_GOAL:_ Please revise the items below by replacing "Drop one marker" with "Place a single marker" and keeping every other word the same.
=-=-=
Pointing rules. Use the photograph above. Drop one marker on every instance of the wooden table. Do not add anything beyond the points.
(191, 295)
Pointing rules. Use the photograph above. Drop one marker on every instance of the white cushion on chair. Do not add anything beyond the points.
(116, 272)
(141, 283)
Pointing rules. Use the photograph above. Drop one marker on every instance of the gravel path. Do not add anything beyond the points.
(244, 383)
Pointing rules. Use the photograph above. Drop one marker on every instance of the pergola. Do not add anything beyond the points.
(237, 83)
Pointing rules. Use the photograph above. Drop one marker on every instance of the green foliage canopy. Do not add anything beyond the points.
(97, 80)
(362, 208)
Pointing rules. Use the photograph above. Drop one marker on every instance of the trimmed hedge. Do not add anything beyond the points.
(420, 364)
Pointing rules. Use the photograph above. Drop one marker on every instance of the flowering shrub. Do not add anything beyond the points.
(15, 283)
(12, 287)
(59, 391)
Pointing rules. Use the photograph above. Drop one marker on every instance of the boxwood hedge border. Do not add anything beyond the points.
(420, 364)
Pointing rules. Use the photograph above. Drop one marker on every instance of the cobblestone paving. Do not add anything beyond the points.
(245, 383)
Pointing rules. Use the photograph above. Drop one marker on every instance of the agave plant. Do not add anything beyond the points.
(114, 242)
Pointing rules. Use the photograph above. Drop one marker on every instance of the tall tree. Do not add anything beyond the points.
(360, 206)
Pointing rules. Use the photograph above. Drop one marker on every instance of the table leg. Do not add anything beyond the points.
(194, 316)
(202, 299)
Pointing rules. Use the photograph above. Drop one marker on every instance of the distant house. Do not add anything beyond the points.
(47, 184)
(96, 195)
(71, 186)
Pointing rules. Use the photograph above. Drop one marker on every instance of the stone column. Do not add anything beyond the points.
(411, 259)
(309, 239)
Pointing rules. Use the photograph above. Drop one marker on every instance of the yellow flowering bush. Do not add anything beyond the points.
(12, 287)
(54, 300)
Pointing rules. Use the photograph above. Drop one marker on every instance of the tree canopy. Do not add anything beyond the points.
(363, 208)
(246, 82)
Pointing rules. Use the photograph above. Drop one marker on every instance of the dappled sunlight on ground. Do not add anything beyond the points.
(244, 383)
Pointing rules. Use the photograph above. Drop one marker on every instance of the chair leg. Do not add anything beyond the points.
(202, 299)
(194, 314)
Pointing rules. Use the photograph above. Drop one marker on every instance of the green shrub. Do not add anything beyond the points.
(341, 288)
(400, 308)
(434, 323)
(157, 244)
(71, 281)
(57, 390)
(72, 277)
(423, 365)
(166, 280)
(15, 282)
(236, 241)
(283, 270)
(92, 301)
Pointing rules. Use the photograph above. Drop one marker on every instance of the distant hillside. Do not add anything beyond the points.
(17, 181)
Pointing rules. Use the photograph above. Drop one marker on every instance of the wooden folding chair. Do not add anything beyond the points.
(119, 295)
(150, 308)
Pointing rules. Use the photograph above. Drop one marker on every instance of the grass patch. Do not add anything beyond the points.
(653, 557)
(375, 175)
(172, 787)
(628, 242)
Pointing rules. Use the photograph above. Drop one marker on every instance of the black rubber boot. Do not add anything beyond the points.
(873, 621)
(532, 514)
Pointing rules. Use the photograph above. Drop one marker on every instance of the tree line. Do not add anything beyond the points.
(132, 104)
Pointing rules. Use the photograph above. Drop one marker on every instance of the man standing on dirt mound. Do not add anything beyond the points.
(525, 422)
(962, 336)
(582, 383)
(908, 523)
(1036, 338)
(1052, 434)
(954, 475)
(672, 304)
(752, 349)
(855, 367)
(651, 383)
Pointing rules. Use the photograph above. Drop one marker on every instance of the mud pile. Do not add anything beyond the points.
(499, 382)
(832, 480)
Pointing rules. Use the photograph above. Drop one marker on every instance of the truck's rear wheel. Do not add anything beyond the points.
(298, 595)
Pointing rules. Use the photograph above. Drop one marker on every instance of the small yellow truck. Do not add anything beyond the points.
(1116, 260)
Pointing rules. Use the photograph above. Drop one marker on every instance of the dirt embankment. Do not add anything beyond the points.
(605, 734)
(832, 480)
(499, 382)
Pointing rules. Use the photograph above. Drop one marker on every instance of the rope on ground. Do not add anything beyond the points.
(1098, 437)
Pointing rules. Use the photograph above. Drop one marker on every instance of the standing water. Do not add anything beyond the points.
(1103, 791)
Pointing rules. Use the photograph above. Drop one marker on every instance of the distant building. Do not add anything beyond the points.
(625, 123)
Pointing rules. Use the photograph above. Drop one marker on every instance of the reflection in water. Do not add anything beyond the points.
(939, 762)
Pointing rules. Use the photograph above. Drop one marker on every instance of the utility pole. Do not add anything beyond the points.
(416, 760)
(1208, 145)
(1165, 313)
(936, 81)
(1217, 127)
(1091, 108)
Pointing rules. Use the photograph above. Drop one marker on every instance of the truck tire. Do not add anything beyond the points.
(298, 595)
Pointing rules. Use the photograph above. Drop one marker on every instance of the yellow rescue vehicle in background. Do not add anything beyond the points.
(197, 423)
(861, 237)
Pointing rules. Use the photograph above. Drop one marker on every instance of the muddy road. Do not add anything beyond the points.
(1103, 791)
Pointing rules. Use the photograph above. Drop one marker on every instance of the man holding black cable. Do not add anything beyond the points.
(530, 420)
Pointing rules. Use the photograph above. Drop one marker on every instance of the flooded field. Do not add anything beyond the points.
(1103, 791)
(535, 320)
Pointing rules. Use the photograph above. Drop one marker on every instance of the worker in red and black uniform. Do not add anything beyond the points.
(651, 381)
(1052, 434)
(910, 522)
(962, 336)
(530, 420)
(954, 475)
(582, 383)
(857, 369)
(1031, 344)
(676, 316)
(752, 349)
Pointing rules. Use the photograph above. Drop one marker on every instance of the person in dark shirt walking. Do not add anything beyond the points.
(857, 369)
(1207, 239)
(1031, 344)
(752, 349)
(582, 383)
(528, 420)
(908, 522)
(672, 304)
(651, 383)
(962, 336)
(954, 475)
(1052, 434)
=-=-=
_RESPONSE:_
Pointing rules. Use the photograph above. Place a single marker on every instance of the wooden table. Do not add anything beyond the points.
(191, 295)
Pointing rules. Use the photograph above. Place a single marker on every instance of the white cushion on chair. Do not add anything beyond the points.
(116, 272)
(141, 283)
Pointing rules. Use the photograph above. Place a single marker on every instance of the gravel path. Do not add anything beyond the points.
(244, 383)
Pointing rules. Use the photograph above. Place a single marker on every instance of the pergola. Do not add anything beyond the points.
(237, 83)
Pointing rules. Use the photograph above. Place a single marker on every instance of the green foliage canopy. Do not add anything beyond the points.
(97, 80)
(362, 208)
Pointing rules. Use the photograph above. Place a single marker on every instance of the trimmed hedge. Do not add anything beyond the points.
(420, 364)
Pointing rules. Use the photograph above. Place a single marker on every instance of the flowering shrub. Do not add anything beyond the points.
(15, 283)
(12, 287)
(59, 391)
Pointing rules. Use the photograph above. Place a single marker on every instance of the boxwood hedge border. Do not add anything beyond the points.
(420, 364)
Pointing rules. Use the photograph above. Place a single marker on every instance of the cobblestone paving. Do not add anything beyond the points.
(245, 383)
Pointing rules. Use the photograph above. Place a single marker on every instance of the agave plant. Do not add anything beyond the points.
(114, 242)
Pointing rules. Use the photograph above. Place a single marker on every instance of the tall tree. Do not add anything beyond the points.
(360, 206)
Pointing rules. Use the photograph above. Place a single marker on every instance of the table leg. Do not add anything beyond the points.
(194, 316)
(202, 299)
Pointing rules. Use the photograph above. Place a single marker on every instance of the distant house. Do not add anything beyond the points.
(47, 184)
(96, 195)
(71, 186)
Pointing rules. Use the photograph above. Place a single marker on every instance of the stone column. Do not add anything beyond the points.
(411, 259)
(309, 239)
Pointing rules. Use the photograph above. Place a single marker on every instance of the yellow flowering bush. Do not add anything beyond the points.
(12, 287)
(54, 300)
Pointing rules. Use the photograph above. Place a single marker on every instance of the tree canopy. Do not add anything beyond the points.
(363, 208)
(246, 82)
Pointing rules. Use the photograph above. Place a single marker on every instance of the dappled sunlight on ground. Do not add anything beyond the points.
(244, 383)
Pointing rules. Use the photograph above. Place a single marker on every instance of the chair leg. Do not add anything beyond the points.
(202, 299)
(194, 314)
Pointing rules. Use the photograph above. Place a single marker on every instance of the green shrub. Do not add anything beyond the points.
(341, 288)
(400, 308)
(434, 323)
(157, 244)
(71, 281)
(57, 390)
(72, 277)
(423, 365)
(166, 280)
(15, 282)
(236, 241)
(283, 270)
(92, 301)
Pointing rules. Use the photograph above. Place a single marker on every instance of the distant hillside. Do not add anything beyond the points.
(17, 181)
Pointing rules. Use the photograph above. Place a single marker on every instance of the wooden folding chair. Do not add anything beyond the points.
(119, 295)
(150, 308)
Pointing rules. Use the photograph above. Place a single marker on every instance of the grass patch. Do not add anything beyond the points.
(653, 557)
(375, 175)
(172, 787)
(628, 242)
Pointing rules. Use the photograph above. Place a single marker on every instance of the black rubber boot. Do not add anything beyond the points.
(873, 621)
(532, 514)
Pointing rules. Use the photograph above. Place a single marker on every instance of the tree line. Do not add anything beyond the points.
(132, 104)
Pointing rules. Use the photograph above. Place a single marker on every instance of the man standing on dirt mound. Do not add anything beyond the points.
(525, 422)
(962, 336)
(582, 383)
(908, 523)
(1036, 338)
(1052, 434)
(954, 475)
(672, 304)
(752, 349)
(855, 367)
(651, 383)
Pointing rules. Use the photograph above. Place a single marker on every instance of the mud pile. Do not add anything beyond the points.
(499, 382)
(832, 480)
Pointing rules. Use the photograph above. Place a single marker on every instance of the truck's rear wheel. Do not add anything beyond the points.
(298, 595)
Pointing rules. Use the photograph above. Place a single marker on every instance of the small yellow truck. Do not add anything beyond the points.
(1116, 260)
Pointing rules. Use the photograph above. Place a single marker on every instance of the dirt embankment. Do not add anything beyond the points.
(605, 734)
(832, 480)
(499, 382)
Pointing rules. Use the photograph above. Place a single marker on every instance of the rope on ground. Do not add anything beyond the points.
(1098, 437)
Pointing rules. Use the photograph above. Place a single marker on every instance of the standing water. Do not add anything beyond the points.
(1103, 791)
Pointing rules. Use the photograph above. Place a single marker on every instance of the distant building. Do not add anything beyond the points.
(625, 123)
Pointing rules. Use the photograph above. Place a single marker on every instance of the reflection in water. Do not add anything beyond the points.
(939, 762)
Pointing rules. Use the photograph above. Place a single marker on every instance of the utility pole. Do not add anything beyond the points.
(416, 760)
(1208, 145)
(1165, 313)
(936, 81)
(1217, 127)
(1091, 108)
Pointing rules. Use the photograph above. Place a single marker on every instance of the truck tire. Do not add anything beyond the points.
(298, 595)
Pointing rules. Use the photograph above. Place a single marker on every instance of the yellow rescue vehicle in background. Do not add anything beyond the points.
(197, 423)
(861, 237)
Pointing rules. Use the photograph above. Place a single marker on every instance of the muddy road. Do not add anything beyond the points.
(1103, 791)
Pointing rules. Use the photograph above. Place a single marker on every instance of the man holding black cable. Do not add anything beyond the points.
(530, 420)
Pointing rules. Use the photograph above. Place a single marker on every instance of the flooded field. Do not add anything beyond the points.
(1103, 791)
(535, 320)
Pointing rules. Use the photograph above. Place a single marker on every instance of the worker in red and black uniform. Do not add anything beyond the points.
(651, 381)
(1052, 434)
(910, 522)
(962, 336)
(530, 420)
(954, 475)
(582, 383)
(857, 369)
(1031, 344)
(676, 316)
(752, 349)
Pointing rules. Use the photograph above. Place a single marker on every instance of the person in dark shirt walking. Do not add anything beyond the points.
(857, 369)
(1207, 239)
(1031, 344)
(752, 349)
(582, 383)
(528, 420)
(908, 522)
(672, 304)
(651, 383)
(962, 336)
(954, 475)
(1052, 434)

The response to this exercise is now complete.